Contour labeling lines
==========

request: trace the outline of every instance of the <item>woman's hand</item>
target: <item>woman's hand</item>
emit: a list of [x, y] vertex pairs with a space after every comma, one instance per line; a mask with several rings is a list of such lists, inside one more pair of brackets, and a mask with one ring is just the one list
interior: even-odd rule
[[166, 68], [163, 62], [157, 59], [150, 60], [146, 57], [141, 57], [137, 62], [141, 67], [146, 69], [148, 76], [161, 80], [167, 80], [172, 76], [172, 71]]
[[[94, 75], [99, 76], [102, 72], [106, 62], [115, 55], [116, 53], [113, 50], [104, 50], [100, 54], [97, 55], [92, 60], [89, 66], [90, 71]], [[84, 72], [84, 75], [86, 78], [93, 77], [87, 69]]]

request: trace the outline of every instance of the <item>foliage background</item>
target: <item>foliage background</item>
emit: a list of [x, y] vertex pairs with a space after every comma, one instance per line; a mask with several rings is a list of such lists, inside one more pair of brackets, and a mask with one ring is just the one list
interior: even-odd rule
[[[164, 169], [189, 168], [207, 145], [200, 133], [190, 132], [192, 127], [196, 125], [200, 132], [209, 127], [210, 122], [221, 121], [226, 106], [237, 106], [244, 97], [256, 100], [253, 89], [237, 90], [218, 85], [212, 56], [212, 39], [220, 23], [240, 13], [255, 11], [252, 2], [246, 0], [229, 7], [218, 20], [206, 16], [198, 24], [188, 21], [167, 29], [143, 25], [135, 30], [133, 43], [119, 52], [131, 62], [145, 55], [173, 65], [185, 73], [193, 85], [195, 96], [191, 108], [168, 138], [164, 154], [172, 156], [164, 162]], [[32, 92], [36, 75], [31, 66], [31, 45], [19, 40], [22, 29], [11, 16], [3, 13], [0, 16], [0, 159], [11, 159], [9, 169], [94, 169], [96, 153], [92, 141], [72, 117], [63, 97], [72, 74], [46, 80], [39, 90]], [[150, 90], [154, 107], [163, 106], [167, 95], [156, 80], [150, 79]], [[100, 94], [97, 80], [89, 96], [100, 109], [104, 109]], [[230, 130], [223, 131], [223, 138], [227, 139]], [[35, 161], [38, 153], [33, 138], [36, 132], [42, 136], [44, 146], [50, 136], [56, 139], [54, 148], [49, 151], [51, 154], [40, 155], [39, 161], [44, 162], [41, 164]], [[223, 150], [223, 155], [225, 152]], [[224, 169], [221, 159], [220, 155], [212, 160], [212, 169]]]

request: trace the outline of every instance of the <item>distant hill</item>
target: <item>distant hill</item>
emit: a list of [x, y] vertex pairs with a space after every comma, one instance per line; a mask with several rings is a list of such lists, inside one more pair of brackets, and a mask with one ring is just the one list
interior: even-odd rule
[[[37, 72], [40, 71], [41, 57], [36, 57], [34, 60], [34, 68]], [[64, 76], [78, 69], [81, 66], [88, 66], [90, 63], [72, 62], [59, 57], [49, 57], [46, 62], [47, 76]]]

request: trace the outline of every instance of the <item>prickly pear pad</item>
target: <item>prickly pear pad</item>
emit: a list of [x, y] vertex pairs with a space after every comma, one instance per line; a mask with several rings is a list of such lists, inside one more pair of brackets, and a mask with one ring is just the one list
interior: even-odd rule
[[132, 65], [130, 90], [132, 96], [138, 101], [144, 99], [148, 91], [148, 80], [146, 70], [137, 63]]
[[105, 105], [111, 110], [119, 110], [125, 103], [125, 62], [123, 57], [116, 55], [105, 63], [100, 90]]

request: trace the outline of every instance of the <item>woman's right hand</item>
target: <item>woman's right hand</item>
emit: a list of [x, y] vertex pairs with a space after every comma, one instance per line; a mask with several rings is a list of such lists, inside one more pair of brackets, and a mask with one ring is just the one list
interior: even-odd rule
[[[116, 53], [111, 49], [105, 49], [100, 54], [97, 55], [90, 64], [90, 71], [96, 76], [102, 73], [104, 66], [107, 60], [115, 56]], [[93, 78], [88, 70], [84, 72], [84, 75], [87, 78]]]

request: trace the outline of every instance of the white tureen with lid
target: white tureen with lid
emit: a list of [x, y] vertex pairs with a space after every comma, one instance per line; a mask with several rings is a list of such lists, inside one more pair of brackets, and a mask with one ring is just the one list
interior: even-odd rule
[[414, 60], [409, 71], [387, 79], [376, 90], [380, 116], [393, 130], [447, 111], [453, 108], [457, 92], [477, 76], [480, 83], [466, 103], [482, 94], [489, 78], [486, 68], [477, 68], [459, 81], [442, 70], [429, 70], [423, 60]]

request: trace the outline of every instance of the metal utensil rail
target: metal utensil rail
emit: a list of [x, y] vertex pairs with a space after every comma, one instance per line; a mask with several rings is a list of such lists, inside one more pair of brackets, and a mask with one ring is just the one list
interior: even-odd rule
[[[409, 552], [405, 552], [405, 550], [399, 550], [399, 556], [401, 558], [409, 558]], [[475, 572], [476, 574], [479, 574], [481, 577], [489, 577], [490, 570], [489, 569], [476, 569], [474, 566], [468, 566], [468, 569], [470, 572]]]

==========

[TO DO]: Copy out every one of the contour labeling lines above, word for word and character for character.

[SOLUTION FOR THIS PROBLEM]:
request: trace the outline of every instance of the <item>woman's hand</item>
target: <item>woman's hand</item>
emit: a list of [x, y] vertex pairs with a space after every comma, one instance per line; a mask with several rings is a list of such lists, inside one more pair of brackets, and a mask with one ring is just the one list
interior: even-odd rule
[[166, 68], [163, 62], [157, 59], [150, 60], [146, 57], [141, 57], [137, 62], [141, 67], [146, 69], [148, 76], [161, 80], [167, 80], [172, 76], [172, 71]]
[[[94, 75], [99, 76], [102, 72], [106, 62], [115, 55], [116, 53], [113, 50], [104, 50], [100, 54], [97, 55], [92, 60], [89, 66], [90, 71]], [[84, 72], [84, 75], [86, 78], [93, 77], [87, 69]]]

request: trace the outline of every instance of the <item>foliage background</item>
target: <item>foliage background</item>
emit: a list of [x, y] vertex pairs with a space after every comma, one instance per line; a mask with several rings is a list of such lists, inside one more pair of brackets, and a mask with one ring is just the one list
interior: even-odd rule
[[[164, 169], [189, 168], [207, 145], [200, 133], [190, 132], [192, 127], [196, 125], [200, 132], [209, 127], [210, 122], [221, 121], [226, 106], [237, 106], [244, 97], [256, 100], [253, 89], [237, 90], [218, 85], [212, 56], [212, 39], [220, 23], [240, 13], [255, 11], [252, 2], [246, 0], [229, 7], [218, 20], [206, 16], [198, 24], [188, 21], [167, 29], [143, 25], [135, 30], [133, 43], [119, 52], [131, 62], [145, 55], [173, 65], [185, 73], [193, 85], [195, 96], [191, 108], [168, 138], [164, 154], [172, 156], [164, 162]], [[32, 92], [36, 75], [31, 66], [31, 45], [19, 40], [22, 29], [11, 16], [3, 13], [0, 16], [0, 159], [11, 159], [9, 169], [94, 169], [96, 153], [92, 141], [72, 117], [63, 97], [72, 74], [46, 80], [39, 90]], [[150, 90], [154, 107], [163, 106], [167, 95], [156, 80], [150, 79]], [[100, 94], [97, 80], [89, 96], [100, 109], [104, 109]], [[230, 130], [223, 131], [223, 138], [227, 139]], [[35, 161], [38, 153], [33, 138], [36, 132], [42, 136], [44, 146], [50, 136], [56, 139], [54, 148], [49, 151], [51, 154], [40, 155], [39, 161], [44, 162], [41, 164]], [[223, 150], [223, 155], [225, 152]], [[224, 169], [221, 159], [220, 155], [212, 160], [212, 169]]]

request: trace the outline of every instance of the <item>distant hill</item>
target: <item>distant hill</item>
emit: a list of [x, y] vertex pairs with a space after every comma, one instance per line; a mask with several rings is a list of such lists, inside one more pair of brackets, and a mask with one ring is just the one list
interior: even-odd rule
[[[37, 72], [40, 71], [41, 57], [36, 57], [34, 60], [34, 68]], [[64, 76], [78, 69], [81, 66], [88, 66], [90, 63], [72, 62], [59, 57], [49, 57], [46, 62], [47, 76]]]

request: trace the outline of every instance of the <item>prickly pear pad</item>
target: <item>prickly pear pad</item>
emit: a list of [x, y] vertex pairs with a space after every comma, one instance per line; a mask with several rings is a list of such lists, inside one more pair of brackets, and a mask with one ring is just the one list
interior: even-odd rule
[[132, 65], [130, 90], [132, 96], [138, 101], [144, 99], [148, 91], [148, 80], [146, 70], [137, 63]]
[[105, 105], [111, 110], [119, 110], [125, 103], [125, 62], [123, 57], [116, 55], [105, 63], [100, 90]]

request: trace the outline of every instance of the <item>woman's right hand</item>
target: <item>woman's right hand</item>
emit: a list of [x, y] vertex pairs with a space after every comma, one instance per line; a mask with several rings is a list of such lists, inside one more pair of brackets, and a mask with one ring is just the one list
interior: even-odd rule
[[[116, 53], [111, 49], [105, 49], [100, 54], [97, 55], [90, 64], [90, 71], [96, 76], [102, 73], [104, 66], [107, 60], [115, 56]], [[93, 78], [88, 70], [84, 72], [84, 75], [87, 78]]]

request: trace the outline of every instance of the white tureen with lid
target: white tureen with lid
emit: a list of [x, y] vertex pairs with a space after every comma, one instance per line; a mask with several rings is a list of such lists, inside one more pair of brackets, and a mask with one ring is just the one list
interior: even-odd rule
[[414, 60], [409, 71], [387, 79], [376, 90], [380, 116], [393, 130], [447, 111], [453, 108], [457, 92], [477, 76], [480, 83], [466, 103], [482, 94], [489, 78], [486, 68], [477, 68], [459, 81], [442, 70], [429, 70], [423, 60]]

request: trace the outline of every instance of the metal utensil rail
target: metal utensil rail
emit: a list of [x, y] vertex pairs with a space after every comma, one instance per line; a mask with several rings is a list of such lists, inside one more pair of brackets, and a mask with one ring is just the one list
interior: even-odd rule
[[[409, 552], [405, 552], [405, 550], [399, 550], [399, 556], [401, 558], [409, 558]], [[475, 572], [476, 574], [479, 574], [481, 577], [489, 577], [490, 570], [489, 569], [476, 569], [474, 566], [468, 566], [468, 569], [470, 572]]]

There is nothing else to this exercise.